● **Exercise task 1**: Copy out the listing, starting at its first line and ending at the line containing "point(840, 243)". Leave out the pictures.

● **Extract**:
* BEGIN *
Other stories disclosed that the charity engaged in multimillion-dollar
business deals with companies and their executives while they sat on the
charity's governing board and advisory council. The Conservancy
responded by banning a range of practices.
The
senators wrote the Conservancy in July seeking internal records covering
18 broad categories and set an Aug. 18 deadline. The Conservancy pledged
to cooperate and has provided about eight boxes of documents. But it has
withheld a number of other records. They include:
•
Private records from a $64 million deal in which the Conservancy
acquired 215 acres in
Martha's Vineyard
,
Mass.
, and immediately resold half. In a complicated chain of transactions,
Letterman's holding company acquired several of the ocean-side tracts
for use as luxury home sites.
The
deal generated $32 million in potential tax breaks for the families and
businesses of Boston developers Neil and Monte Wallace, two major
Conservancy donors. The Conservancy defended the deal, which was
outlined in the Post series in May, as a bold initiative to restore
ecologically valuable grasslands.
* END *
● **Exercise task 2**: Rewrite the news excerpt, starting at "Other stories disclosed" and ending at "range of practices.", and replace "Conservancy" with "Land Trust".

[A set of records]
* BEGIN *
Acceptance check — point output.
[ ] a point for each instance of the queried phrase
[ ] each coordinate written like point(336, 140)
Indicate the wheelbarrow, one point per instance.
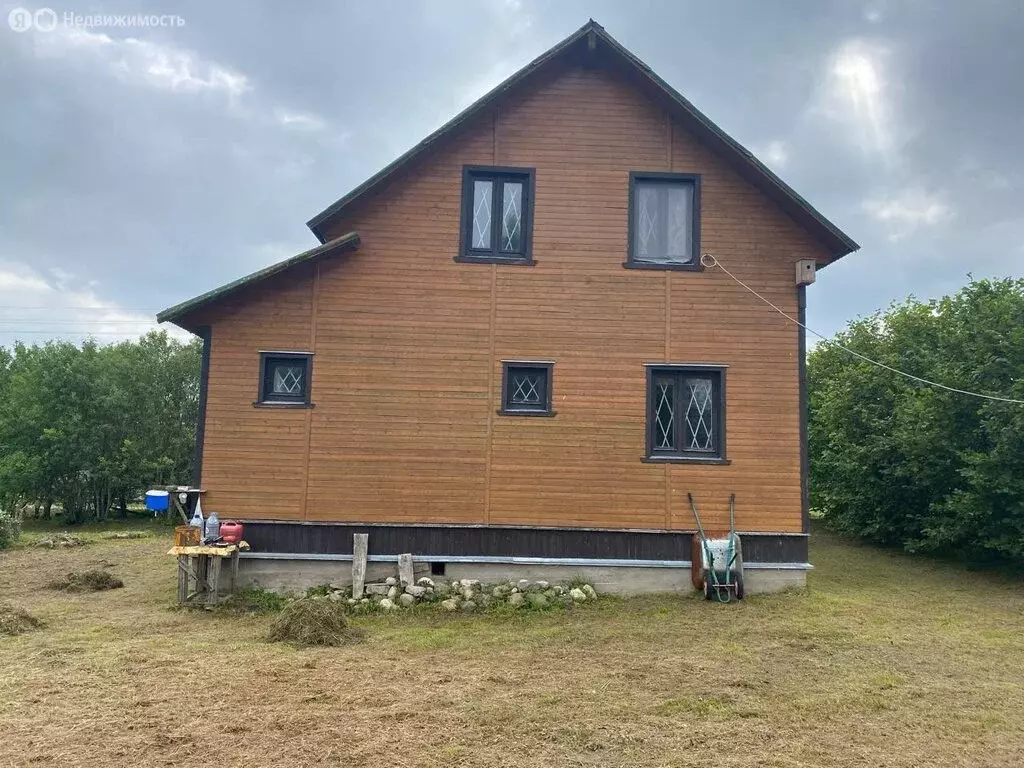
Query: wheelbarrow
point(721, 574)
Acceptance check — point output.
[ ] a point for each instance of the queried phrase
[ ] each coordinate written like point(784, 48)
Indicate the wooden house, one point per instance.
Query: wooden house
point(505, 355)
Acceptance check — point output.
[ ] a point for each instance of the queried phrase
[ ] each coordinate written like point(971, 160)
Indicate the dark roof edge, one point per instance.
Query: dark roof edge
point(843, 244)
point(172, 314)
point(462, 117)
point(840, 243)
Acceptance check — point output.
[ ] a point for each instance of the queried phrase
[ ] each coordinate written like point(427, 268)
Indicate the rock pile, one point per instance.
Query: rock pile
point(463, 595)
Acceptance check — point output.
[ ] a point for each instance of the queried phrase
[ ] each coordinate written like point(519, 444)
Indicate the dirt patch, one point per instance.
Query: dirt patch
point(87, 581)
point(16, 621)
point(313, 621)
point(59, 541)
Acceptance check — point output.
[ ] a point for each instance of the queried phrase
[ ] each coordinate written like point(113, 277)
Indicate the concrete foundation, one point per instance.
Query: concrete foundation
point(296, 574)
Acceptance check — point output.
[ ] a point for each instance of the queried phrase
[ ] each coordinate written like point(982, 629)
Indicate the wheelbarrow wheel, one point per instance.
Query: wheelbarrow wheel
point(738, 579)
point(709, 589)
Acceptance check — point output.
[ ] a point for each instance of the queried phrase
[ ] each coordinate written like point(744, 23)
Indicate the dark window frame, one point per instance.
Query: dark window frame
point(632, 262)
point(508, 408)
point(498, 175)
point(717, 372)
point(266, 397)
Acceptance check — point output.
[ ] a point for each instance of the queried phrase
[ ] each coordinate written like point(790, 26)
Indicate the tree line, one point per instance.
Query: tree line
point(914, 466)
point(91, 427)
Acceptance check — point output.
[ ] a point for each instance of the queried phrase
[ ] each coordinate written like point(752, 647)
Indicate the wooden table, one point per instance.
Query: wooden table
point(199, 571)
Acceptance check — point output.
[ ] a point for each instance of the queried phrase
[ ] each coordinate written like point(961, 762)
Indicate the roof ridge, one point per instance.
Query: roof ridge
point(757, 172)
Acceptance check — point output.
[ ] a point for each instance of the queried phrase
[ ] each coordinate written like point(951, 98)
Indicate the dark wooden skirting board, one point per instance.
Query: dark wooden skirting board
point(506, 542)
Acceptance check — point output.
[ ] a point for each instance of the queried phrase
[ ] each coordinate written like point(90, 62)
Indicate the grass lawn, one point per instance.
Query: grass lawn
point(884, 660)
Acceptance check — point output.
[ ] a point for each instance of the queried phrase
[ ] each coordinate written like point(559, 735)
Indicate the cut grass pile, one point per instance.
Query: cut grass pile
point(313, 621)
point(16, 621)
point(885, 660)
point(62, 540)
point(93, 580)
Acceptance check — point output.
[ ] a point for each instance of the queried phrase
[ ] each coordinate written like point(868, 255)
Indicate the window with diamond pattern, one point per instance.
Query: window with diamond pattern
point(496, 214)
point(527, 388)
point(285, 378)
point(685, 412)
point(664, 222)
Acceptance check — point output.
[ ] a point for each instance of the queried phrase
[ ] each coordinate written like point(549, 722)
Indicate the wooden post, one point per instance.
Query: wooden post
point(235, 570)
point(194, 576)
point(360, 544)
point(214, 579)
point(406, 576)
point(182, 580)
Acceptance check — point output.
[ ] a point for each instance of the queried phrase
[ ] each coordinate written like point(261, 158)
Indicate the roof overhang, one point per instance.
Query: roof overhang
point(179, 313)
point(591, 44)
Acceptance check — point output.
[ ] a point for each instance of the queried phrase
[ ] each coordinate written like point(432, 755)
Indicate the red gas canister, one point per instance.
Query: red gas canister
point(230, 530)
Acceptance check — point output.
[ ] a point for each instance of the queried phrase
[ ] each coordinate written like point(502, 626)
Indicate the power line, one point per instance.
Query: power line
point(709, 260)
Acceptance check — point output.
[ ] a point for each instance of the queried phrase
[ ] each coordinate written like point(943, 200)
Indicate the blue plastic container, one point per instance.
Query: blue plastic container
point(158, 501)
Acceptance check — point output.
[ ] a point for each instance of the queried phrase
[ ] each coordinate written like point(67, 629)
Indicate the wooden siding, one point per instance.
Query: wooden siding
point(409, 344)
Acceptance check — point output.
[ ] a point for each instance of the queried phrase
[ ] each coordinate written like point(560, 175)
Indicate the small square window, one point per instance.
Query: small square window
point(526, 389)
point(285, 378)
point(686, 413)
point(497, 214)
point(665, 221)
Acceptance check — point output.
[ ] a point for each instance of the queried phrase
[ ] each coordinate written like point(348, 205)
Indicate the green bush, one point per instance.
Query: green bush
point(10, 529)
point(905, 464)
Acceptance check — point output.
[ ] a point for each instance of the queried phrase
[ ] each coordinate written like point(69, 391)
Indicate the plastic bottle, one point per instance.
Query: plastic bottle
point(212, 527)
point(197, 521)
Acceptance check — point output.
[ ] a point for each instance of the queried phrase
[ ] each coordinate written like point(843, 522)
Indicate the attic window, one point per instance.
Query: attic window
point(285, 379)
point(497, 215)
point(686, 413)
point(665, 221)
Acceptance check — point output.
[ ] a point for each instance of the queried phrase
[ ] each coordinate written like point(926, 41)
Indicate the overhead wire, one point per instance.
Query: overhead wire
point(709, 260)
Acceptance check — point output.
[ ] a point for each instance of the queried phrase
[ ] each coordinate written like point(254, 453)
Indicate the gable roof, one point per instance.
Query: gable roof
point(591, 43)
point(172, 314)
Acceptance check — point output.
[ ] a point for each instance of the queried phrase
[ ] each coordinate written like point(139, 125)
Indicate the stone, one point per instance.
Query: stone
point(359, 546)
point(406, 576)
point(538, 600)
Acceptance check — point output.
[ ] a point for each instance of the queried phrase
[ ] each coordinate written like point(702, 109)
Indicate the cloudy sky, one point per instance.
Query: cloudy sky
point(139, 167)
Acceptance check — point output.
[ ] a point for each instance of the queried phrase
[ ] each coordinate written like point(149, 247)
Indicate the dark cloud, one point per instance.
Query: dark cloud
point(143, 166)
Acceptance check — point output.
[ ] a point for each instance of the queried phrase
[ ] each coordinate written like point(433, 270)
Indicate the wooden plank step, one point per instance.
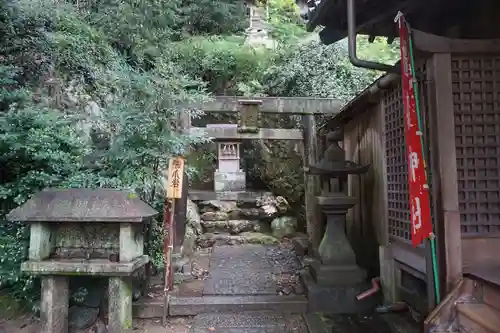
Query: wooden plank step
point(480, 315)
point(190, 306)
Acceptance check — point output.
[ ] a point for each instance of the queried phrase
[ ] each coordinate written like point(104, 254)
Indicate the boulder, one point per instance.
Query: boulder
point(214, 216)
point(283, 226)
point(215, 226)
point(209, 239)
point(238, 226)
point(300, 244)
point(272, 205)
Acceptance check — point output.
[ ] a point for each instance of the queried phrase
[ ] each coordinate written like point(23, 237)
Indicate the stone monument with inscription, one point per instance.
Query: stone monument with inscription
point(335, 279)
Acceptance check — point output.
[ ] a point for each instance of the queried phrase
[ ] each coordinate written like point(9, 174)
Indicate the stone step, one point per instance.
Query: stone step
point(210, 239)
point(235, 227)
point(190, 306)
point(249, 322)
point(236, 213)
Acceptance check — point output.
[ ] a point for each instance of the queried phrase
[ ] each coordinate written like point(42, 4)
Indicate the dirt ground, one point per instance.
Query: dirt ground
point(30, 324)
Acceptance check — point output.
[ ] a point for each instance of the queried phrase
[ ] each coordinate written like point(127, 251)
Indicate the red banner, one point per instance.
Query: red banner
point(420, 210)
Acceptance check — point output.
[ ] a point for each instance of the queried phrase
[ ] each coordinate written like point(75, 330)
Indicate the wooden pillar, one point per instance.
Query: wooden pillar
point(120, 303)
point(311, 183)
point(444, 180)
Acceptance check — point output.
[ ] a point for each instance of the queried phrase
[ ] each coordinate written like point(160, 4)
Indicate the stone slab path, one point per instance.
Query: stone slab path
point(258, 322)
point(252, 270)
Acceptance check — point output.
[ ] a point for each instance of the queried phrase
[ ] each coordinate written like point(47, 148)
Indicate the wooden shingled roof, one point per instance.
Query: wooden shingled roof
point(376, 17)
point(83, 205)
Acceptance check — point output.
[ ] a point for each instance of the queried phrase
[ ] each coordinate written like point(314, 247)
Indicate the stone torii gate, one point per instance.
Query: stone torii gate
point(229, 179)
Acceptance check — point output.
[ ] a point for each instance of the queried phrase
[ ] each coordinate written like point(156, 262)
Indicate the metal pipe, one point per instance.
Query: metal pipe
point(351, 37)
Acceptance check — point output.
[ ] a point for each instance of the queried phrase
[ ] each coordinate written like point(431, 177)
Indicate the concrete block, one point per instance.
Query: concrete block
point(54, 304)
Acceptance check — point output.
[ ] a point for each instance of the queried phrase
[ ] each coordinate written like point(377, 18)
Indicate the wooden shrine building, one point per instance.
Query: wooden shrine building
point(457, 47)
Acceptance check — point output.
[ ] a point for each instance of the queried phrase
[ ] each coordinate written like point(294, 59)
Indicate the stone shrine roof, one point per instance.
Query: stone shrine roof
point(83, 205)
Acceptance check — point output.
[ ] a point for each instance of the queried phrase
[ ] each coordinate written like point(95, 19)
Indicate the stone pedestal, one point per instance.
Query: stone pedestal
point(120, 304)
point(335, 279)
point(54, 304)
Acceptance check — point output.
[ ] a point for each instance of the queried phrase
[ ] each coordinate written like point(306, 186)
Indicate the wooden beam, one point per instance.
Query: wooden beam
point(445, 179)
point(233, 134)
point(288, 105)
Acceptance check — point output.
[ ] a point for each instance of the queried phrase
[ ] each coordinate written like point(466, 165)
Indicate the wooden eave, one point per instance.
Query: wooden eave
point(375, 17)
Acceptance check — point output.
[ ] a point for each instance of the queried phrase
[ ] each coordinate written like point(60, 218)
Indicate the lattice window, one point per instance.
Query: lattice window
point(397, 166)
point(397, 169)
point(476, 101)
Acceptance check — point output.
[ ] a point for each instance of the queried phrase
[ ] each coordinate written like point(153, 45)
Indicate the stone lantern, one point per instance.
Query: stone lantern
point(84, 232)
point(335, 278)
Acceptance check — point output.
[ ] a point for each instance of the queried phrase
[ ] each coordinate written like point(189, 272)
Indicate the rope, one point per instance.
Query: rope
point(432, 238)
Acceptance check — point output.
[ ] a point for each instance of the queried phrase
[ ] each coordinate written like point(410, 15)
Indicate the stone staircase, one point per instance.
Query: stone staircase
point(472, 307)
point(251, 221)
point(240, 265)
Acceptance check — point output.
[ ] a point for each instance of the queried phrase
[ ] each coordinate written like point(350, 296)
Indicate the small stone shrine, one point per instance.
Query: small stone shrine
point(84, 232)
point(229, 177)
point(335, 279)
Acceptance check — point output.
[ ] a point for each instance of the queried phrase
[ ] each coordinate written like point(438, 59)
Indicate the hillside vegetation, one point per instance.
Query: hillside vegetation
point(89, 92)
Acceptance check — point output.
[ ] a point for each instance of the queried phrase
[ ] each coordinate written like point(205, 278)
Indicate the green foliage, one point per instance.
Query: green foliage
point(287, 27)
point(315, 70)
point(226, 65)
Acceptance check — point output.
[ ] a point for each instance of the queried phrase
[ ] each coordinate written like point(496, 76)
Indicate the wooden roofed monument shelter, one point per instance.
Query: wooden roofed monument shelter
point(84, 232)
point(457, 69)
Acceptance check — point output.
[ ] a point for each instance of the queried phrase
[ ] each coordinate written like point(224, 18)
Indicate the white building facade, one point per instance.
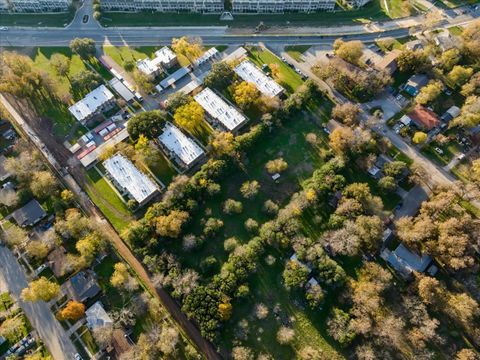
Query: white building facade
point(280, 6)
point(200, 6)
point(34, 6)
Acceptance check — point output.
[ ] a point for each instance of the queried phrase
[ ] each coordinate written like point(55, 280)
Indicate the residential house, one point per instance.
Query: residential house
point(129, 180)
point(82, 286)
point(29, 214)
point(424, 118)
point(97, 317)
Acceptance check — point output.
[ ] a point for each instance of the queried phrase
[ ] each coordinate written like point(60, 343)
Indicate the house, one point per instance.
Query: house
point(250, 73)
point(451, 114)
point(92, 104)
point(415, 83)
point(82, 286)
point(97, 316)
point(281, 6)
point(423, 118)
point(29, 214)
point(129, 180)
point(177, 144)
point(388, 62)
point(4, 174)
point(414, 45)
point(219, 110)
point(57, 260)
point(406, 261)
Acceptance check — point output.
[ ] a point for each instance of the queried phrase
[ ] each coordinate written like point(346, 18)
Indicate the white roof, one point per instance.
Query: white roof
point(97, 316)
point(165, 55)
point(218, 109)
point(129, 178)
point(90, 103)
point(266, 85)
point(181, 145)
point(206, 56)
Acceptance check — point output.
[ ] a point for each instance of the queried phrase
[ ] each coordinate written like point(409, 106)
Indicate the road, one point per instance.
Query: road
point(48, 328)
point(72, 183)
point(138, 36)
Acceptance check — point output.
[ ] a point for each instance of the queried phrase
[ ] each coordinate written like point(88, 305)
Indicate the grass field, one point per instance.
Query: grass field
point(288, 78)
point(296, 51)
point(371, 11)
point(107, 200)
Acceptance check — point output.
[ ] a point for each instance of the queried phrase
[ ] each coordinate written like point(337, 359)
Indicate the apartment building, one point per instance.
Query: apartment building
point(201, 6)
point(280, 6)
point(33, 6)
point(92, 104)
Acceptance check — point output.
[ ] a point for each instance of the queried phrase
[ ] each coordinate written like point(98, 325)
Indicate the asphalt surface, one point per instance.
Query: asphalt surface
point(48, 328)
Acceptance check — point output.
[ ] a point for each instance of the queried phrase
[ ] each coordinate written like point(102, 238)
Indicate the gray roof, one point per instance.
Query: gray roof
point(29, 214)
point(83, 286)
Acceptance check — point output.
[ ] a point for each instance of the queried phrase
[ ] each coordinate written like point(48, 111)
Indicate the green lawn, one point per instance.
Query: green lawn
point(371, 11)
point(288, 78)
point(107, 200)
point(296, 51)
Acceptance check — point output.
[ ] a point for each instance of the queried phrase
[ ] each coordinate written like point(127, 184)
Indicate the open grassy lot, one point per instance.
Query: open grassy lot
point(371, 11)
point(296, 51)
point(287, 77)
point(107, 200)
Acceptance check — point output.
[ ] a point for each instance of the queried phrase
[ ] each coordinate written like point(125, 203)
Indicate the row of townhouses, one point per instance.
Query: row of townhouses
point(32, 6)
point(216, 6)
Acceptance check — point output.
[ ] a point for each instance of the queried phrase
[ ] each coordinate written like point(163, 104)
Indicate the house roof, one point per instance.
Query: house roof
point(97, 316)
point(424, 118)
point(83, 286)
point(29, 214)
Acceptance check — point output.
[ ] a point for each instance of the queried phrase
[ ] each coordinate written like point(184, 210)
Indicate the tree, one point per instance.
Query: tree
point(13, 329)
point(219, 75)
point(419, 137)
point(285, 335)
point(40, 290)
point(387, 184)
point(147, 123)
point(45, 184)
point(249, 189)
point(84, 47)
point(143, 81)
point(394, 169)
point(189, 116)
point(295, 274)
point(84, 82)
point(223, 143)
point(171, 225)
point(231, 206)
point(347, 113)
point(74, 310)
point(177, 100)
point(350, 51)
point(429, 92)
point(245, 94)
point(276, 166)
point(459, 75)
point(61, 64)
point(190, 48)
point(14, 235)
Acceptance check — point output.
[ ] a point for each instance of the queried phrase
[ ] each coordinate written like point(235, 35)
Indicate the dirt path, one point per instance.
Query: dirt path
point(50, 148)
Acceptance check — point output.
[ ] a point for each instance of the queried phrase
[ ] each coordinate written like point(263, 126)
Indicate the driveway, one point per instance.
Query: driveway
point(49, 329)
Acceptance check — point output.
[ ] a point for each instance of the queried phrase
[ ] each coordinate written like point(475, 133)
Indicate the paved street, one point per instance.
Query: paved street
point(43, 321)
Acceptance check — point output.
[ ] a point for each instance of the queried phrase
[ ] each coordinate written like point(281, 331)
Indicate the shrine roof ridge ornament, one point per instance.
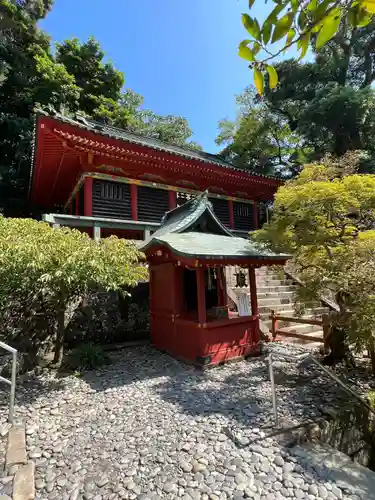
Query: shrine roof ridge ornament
* END *
● **Written reply 1**:
Acceptance check — point output.
[ ] a point for each instance of the queried phrase
[ ] each coordinate written like point(336, 140)
Indicate the wheelbarrow, one point per instance.
Query: wheelbarrow
point(721, 574)
Acceptance check — point output.
[ ] a point for each instance of the queried phrase
[ ] each coordinate written like point(784, 48)
Indicate the wooden house, one point per instance.
Query: wooden house
point(505, 355)
Acceptance check — point output.
[ ] a point for each instance of the queried phrase
[ ] each coordinate written like point(971, 160)
Indicate the dark roof edge, one point per instance.
Query: dark roof edge
point(843, 244)
point(172, 314)
point(462, 117)
point(840, 243)

● **Written reply 2**:
Other stories disclosed that the charity engaged in multimillion-dollar
business deals with companies and their executives while they sat on the
charity's governing board and advisory council. The Land Trust
responded by banning a range of practices.